▶ _What needs to be done_:
Output the records from the line containing "In this exercise you will mark every instance of the alloy" through the end of the records as a two-column CSV with the columns text and answer. Give one row per record, with its text and its answer each in a single quoted field and line breaks replaced by spaces.
-- BEGIN Material provided --
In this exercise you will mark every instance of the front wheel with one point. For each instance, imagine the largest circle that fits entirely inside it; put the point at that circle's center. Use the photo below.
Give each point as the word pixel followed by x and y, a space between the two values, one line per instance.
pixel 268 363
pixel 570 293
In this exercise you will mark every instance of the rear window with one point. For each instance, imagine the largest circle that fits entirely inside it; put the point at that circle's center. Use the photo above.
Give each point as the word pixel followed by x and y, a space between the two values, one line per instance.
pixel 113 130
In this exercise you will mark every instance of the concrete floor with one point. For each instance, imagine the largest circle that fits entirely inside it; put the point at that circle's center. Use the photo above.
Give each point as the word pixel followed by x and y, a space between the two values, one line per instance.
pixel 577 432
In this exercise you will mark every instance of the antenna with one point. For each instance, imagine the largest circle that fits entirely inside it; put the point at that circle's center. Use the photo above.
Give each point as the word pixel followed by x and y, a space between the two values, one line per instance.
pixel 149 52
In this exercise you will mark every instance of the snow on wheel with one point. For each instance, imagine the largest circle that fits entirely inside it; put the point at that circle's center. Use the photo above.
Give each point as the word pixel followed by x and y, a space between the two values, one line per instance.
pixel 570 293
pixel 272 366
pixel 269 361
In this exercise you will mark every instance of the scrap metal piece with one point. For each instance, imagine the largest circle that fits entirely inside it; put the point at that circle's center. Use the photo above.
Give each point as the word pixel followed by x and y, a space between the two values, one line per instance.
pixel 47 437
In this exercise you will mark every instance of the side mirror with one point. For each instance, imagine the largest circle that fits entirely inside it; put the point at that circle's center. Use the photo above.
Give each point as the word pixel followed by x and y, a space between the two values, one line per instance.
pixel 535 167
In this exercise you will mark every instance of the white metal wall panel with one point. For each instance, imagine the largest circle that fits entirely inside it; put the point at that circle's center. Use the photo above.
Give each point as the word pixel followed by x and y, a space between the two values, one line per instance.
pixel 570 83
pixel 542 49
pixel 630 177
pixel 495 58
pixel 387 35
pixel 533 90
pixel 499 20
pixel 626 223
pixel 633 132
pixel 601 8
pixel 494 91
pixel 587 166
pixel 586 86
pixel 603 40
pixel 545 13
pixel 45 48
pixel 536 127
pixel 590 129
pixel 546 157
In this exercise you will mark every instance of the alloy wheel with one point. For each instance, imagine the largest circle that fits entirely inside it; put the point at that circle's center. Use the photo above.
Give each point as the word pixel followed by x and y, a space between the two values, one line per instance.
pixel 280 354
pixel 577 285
-- END Material provided --
▶ _Solution for this problem_:
text,answer
"In this exercise you will mark every instance of the alloy wheel with one point. For each instance, imagine the largest circle that fits entirely inside it; put the point at that circle's center. Use the photo above. Give each point as the word pixel followed by x and y, a space between the two values, one line per instance.","pixel 280 354 pixel 577 285"